◆ EXCERPT
◇ ◇ ◇ ◇ ◇ ◇ ◇
And PMQ Pizza is happy to cover every beat of the debate, from the banana and curry pizza sold in Sweden to the chef in Naples, Italy, the birthplace of pizza, whose countrymen were aghast when he put pineapple pizza on his menu. “People got all worked up about it, but that was good for business — he got a ton of free publicity just from that one topping,” says Hynum.
That same chef later unveiled a pizza with watermelon on it. The slow creep of other fruit toppings may mean that pineapple will one day soon no longer be considered quite so controversial. According to the 2025 State of the Pizza Nation report released by the Alive & Kickin’ Pizza Crusts brand, berries are having a moment: “Foodies are treating pizzas like grazing boards, adding cranberries, blueberries, raspberries and more to balance out savory meats and creamy cheeses,” the report reads.
Hynum is also seeing a rise in pickle-topped pizzas, including the limited edition pineapple-and-pickle pie created by DiGiorno in 2023. (Those who missed out will have to settle for the frozen pizza brand’s standard Hawaiian.)
Does pineapple make pizza healthier?
Generally speaking, folks eat pizza because they like it — not because they think it’s healthy. But does adding pineapple (or any fruit, for that matter) to your slice tip the scales from indulgent to nutritious?
Sort of. “Pineapple is a healthy choice,” Claire Edgemon, a dietitian at Baylor College of Medicine, tells Yahoo Life. If using canned pineapple, Edgemon recommends choosing pineapple packed in water or juice rather than syrup, which contains added sugar. "I am not as concerned with the natural sugar in the pineapple because when you eat the whole fruit, you are also getting fiber,” she says.
There are nutritional benefits that come with piling on the pineapple. “Since pineapple is a fruit, it is low in calories and it provides fiber and a variety of vitamins and minerals,” says Edgemon. That includes vitamin C, a variety of B vitamins (B1, B3, B6 and folate) and minerals such as manganese, copper, potassium and magnesium. She adds: “Pineapple is the only fruit that contains bromelain, which is an enzyme that has been shown to decrease inflammation, pain and swelling.”
Another bit of good news for Hawaiian pizza lovers: Ham is preferable to pepperoni, Edgemon notes. “As a topping, ham and pepperoni both provide similar amounts of protein, vitamins and minerals. Pepperoni typically is higher in calories, sodium and saturated fat compared to ham, so from a nutrition perspective, ham is the way to go,” she says.
Before you kickstart your Hawaiian pizza-only diet, heed Edgemon’s warning that because pizza is a high-calorie food, it’s best enjoyed in moderation. That said, “anytime you can boost the nutrient value it’s a win,” she adds. That runs the gamut from using a cauliflower crust, swapping high-sugar sauce for crushed tomatoes, loading up on veggies or adding fruit. “If the pizza is full of vegetables and/or fruit, you might use less meat, which can reduce calories, sodium and saturated fat,” she says.
Edgemon herself, however, won't be ordering pizza with pineapple, but not because of nutrition. “I don’t like my meal to be sweet.”
◇ ◇ ◇ ◇ ◇ ◇ ◇
◆ EXCERPTED RECORDS
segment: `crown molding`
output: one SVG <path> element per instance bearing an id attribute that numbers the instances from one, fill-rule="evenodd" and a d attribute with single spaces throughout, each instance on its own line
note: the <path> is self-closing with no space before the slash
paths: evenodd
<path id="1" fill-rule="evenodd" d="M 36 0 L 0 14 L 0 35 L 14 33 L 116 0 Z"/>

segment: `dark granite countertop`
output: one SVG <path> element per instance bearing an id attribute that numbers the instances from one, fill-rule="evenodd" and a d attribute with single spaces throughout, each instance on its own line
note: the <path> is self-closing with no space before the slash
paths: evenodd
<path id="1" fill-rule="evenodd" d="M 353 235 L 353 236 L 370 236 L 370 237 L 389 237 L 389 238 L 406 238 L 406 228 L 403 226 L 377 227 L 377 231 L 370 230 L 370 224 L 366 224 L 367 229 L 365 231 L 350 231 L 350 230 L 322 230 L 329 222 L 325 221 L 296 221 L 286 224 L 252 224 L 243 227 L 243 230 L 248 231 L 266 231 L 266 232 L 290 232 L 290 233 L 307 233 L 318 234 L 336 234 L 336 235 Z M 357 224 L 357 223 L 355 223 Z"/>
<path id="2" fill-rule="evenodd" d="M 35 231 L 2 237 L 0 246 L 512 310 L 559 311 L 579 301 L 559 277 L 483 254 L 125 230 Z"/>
◇ ◇ ◇ ◇ ◇ ◇ ◇
◆ PARTS OF THE EXERCISE
(a) In the pineapple pizza article, what reason does Edgemon give for not ordering pizza with pineapple herself?
(b) Which minerals does Edgemon list as coming from pineapple in the pineapple pizza article? Name them all.

◆ ANSWERS TO THE TASKS
(a) She doesn't like her meal to be sweet.

(b) Manganese, copper, potassium and magnesium.